What is expected
Please print all of the records that follow with nothing altered.

Recorded information
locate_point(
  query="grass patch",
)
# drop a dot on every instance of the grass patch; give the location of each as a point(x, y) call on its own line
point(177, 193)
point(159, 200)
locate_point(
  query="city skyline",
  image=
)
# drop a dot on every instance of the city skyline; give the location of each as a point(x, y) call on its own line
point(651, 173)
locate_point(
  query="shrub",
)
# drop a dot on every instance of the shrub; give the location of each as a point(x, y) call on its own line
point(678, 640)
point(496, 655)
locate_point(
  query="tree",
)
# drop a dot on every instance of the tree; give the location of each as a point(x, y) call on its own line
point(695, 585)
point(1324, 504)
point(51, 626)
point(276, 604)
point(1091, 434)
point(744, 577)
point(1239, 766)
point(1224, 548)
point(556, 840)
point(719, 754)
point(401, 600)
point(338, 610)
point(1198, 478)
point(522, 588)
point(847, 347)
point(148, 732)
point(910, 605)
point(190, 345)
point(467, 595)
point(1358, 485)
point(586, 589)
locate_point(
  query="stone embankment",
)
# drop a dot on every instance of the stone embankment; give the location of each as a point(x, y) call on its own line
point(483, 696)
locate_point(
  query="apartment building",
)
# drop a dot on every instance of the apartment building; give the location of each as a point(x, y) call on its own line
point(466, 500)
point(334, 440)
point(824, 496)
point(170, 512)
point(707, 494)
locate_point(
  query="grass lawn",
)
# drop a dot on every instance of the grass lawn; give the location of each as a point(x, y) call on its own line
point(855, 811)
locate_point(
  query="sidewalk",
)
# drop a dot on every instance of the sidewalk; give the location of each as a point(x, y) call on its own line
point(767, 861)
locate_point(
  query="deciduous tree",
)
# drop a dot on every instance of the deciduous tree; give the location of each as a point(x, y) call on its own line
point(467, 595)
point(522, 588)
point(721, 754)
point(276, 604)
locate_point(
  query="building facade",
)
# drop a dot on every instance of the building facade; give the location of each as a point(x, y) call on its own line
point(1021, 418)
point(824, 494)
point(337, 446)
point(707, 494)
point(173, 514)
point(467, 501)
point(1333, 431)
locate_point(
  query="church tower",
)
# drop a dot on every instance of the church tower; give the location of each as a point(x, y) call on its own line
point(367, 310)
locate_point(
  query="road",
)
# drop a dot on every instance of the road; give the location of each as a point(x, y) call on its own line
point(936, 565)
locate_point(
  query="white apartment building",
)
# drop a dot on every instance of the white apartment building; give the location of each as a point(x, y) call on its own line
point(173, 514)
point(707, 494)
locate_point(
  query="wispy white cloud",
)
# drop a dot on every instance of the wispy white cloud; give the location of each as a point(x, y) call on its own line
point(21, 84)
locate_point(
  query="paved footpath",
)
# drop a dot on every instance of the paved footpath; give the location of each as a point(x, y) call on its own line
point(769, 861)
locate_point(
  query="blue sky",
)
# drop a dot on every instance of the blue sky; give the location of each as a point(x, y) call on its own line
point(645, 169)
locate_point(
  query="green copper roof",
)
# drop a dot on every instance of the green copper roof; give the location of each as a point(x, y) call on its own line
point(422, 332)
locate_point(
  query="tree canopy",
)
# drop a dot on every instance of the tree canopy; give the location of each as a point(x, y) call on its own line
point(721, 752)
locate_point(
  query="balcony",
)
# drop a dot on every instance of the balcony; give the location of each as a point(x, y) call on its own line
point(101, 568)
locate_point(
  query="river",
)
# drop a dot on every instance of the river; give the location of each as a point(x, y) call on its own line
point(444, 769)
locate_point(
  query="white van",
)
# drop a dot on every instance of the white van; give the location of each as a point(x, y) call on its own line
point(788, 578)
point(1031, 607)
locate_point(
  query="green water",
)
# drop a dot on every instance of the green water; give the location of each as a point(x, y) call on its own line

Written response
locate_point(
  query="grass patch",
)
# drop a dot on every instance of the grass patch; give the location of each as a point(x, y) call on its own line
point(177, 193)
point(159, 200)
locate_point(
  query="city skyline",
  image=
)
# drop a dot on every instance of the city skyline; give the location of each as a point(x, y) call on its own line
point(651, 173)
locate_point(
  query="shrub",
)
# drop a dot on every instance of the shrub; give the location of each as a point(x, y) call on its own line
point(678, 640)
point(496, 655)
locate_point(
  query="tree",
)
# drop a dot on every instance of the tree; give the location of each as a point(x, y) call on its own line
point(695, 585)
point(1324, 504)
point(51, 626)
point(276, 604)
point(1091, 434)
point(744, 577)
point(1239, 766)
point(1224, 548)
point(556, 840)
point(719, 754)
point(401, 600)
point(338, 610)
point(1198, 478)
point(522, 588)
point(847, 347)
point(148, 732)
point(910, 605)
point(190, 345)
point(467, 595)
point(1358, 485)
point(586, 589)
locate_point(
  query="stone embankment",
)
# drop a dot on every instance of the stone embankment; give the location of each as a point(x, y) call on its own line
point(483, 696)
locate_point(
  query="apartment building",
)
# drop a dot on every instance of the apartment building; give the location of each as a point(x, y) call on its own line
point(466, 500)
point(334, 440)
point(824, 496)
point(170, 512)
point(707, 494)
locate_point(
  query="grass lawn",
)
# drop a dot on every instance of the grass lawn; give the location of each as a point(x, y) call on its own line
point(855, 811)
locate_point(
  query="sidewalk",
)
# drop a dot on every instance of the sidewalk; give the location of each as a point(x, y) call on its own line
point(767, 861)
locate_point(
  query="deciduous tree",
)
# drop a dot on every instance of the deciduous tree; give the location of each as a point(x, y) call on its own line
point(467, 595)
point(522, 588)
point(721, 754)
point(276, 604)
locate_point(
  query="building facade",
)
# drop a dot on every instance of the building facade; give the location of each as a point(x, y) call on its own line
point(1021, 418)
point(824, 494)
point(337, 446)
point(707, 494)
point(173, 514)
point(467, 501)
point(1333, 431)
locate_point(
  query="church tower",
)
# drop a dot on every instance of the church tower; give the location of each as a point(x, y) call on its own line
point(367, 310)
locate_point(
  query="road",
)
# drop a dot on every instance of the road; give the location of each as a point(x, y) call on its own line
point(936, 565)
locate_point(
  query="white apartment building",
)
# drop a dot on every instance of the white apartment building; give the location of each as a point(x, y) call on its own line
point(173, 514)
point(707, 494)
locate_point(
  query="wispy white cloud",
)
# drop a dot on every instance of the wispy white cloud; give the location of each as a point(x, y) call on its own line
point(21, 84)
locate_point(
  query="paved footpath",
)
# drop a dot on every instance of the paved footpath; give the location of each as a point(x, y) call on its own line
point(769, 861)
locate_point(
  query="blue sky",
)
# drop a dot on every instance of the blue sky; give the location of each as a point(x, y) call on its own line
point(645, 169)
locate_point(
  query="green copper roof",
)
# drop a dot on every instance of the green copper roof; give the location of each as a point(x, y) call on its own line
point(422, 332)
locate_point(
  query="tree canopy",
)
# drop a dot on every instance of the tree canopy; give the location of each as a point(x, y) call on its own line
point(721, 752)
locate_point(
  query="balcony",
)
# drop a dot on every instance of the balcony; give the location of each as a point(x, y) call on its own line
point(101, 568)
locate_point(
  query="river",
)
# drop a dot on every instance of the river; give the location of each as a point(x, y) call on its own line
point(444, 769)
locate_point(
  query="white van",
)
# drop a dot on every instance of the white van; give the location of each as a point(x, y) call on its own line
point(788, 578)
point(1031, 607)
locate_point(
  query="green water",
)
# drop a dot on every instance of the green water; give the location of each as a point(x, y) call on its own line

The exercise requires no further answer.